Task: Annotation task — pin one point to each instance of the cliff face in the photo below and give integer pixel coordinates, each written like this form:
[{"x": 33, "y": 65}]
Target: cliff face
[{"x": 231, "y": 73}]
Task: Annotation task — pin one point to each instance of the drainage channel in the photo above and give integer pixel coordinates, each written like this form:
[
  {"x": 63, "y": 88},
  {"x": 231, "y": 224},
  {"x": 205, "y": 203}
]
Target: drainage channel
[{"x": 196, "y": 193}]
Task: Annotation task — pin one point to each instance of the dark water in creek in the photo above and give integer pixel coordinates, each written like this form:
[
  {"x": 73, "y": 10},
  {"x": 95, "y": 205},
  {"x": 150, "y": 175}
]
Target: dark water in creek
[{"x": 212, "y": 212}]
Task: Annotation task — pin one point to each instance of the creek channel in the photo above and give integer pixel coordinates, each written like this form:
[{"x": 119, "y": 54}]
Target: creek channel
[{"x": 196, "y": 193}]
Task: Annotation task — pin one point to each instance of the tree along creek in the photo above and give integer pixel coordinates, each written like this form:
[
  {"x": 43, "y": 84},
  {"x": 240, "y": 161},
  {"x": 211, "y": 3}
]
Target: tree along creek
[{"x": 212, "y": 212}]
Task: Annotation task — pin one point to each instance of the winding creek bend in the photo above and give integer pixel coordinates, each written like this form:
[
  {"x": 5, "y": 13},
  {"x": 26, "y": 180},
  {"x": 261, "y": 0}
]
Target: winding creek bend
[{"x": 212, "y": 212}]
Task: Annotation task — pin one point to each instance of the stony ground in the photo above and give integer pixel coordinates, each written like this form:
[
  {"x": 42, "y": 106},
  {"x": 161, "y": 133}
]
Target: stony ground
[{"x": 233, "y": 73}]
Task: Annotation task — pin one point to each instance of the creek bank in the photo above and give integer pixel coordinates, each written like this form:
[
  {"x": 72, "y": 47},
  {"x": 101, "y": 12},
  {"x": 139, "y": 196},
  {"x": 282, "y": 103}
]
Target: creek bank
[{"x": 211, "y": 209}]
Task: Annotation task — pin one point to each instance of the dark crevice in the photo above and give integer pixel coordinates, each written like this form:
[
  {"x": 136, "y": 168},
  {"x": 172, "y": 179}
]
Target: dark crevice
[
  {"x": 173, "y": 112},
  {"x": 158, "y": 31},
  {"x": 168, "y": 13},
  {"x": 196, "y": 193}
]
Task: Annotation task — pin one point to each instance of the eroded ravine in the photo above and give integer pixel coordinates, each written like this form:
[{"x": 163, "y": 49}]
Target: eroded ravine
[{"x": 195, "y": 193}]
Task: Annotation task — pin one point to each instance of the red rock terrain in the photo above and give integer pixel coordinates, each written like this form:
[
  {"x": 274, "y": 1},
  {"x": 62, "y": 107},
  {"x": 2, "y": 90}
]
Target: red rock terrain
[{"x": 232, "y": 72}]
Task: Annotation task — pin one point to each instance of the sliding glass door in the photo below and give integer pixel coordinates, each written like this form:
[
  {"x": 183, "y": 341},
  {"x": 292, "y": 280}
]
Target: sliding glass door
━━━
ASSIGNED TASK:
Extract the data in full. Keep it word for word.

RESPONSE FOR THIS EXERCISE:
Task: Annotation task — pin one point to each instance of the cliff face in the photo below and give integer pixel coordinates, each written like this form:
[{"x": 33, "y": 65}]
Target: cliff face
[{"x": 231, "y": 73}]
Task: Annotation task — pin one point to each instance of the drainage channel in the photo above and give integer pixel coordinates, each written like this form:
[
  {"x": 63, "y": 88},
  {"x": 231, "y": 224},
  {"x": 205, "y": 203}
]
Target: drainage channel
[{"x": 196, "y": 193}]
Task: Annotation task — pin one point to each instance of the dark water in creek in the photo above and give integer pixel coordinates, each written like this form:
[
  {"x": 73, "y": 10},
  {"x": 95, "y": 205},
  {"x": 150, "y": 175}
]
Target: dark water in creek
[{"x": 212, "y": 212}]
Task: Annotation task — pin one point to each instance of the creek channel in the photo above and give integer pixel coordinates, each written like this form:
[{"x": 119, "y": 54}]
Target: creek channel
[{"x": 196, "y": 193}]
Task: Annotation task — pin one point to each instance of the tree along creek in the photo above and give integer pixel coordinates, each written like this form:
[
  {"x": 43, "y": 84},
  {"x": 240, "y": 161},
  {"x": 211, "y": 3}
]
Target: tree along creek
[{"x": 212, "y": 212}]
Task: Annotation task — pin one point to each instance of the winding creek bend in the photo above and give integer pixel coordinates, each written like this form:
[
  {"x": 5, "y": 13},
  {"x": 26, "y": 180},
  {"x": 261, "y": 0}
]
Target: winding creek bend
[{"x": 212, "y": 212}]
Task: Annotation task — pin one point to each instance of the stony ground in the photo above and give integer pixel coordinates, each written like this form:
[
  {"x": 42, "y": 106},
  {"x": 161, "y": 133}
]
Target: stony ground
[{"x": 233, "y": 73}]
Task: Annotation task — pin one point to each instance of the creek bank in the photo above and give integer pixel coordinates, each written like this form:
[
  {"x": 72, "y": 47},
  {"x": 101, "y": 12},
  {"x": 139, "y": 196},
  {"x": 282, "y": 103}
]
Target: creek bank
[{"x": 211, "y": 209}]
Task: Annotation task — pin one point to each instance of the dark crevice in the photo above and give integer pixel coordinates, each written like this form:
[
  {"x": 136, "y": 168},
  {"x": 172, "y": 179}
]
Target: dark crevice
[
  {"x": 173, "y": 112},
  {"x": 158, "y": 31},
  {"x": 168, "y": 13},
  {"x": 196, "y": 193}
]
Task: Annotation task — pin one point to each instance of the eroded ravine in the photo above and give integer pixel coordinates, each written like this form:
[{"x": 163, "y": 49}]
Target: eroded ravine
[{"x": 195, "y": 193}]
Task: Annotation task — pin one point to each instance of the red rock terrain in the photo above and give integer pixel coordinates, each written like this form:
[
  {"x": 274, "y": 1},
  {"x": 62, "y": 107},
  {"x": 2, "y": 90}
]
Target: red rock terrain
[{"x": 232, "y": 72}]
Task: Annotation task — pin one point to each instance of the sliding glass door in the photo below and give integer pixel coordinates, each written like this form:
[
  {"x": 183, "y": 341},
  {"x": 292, "y": 280}
]
Target: sliding glass door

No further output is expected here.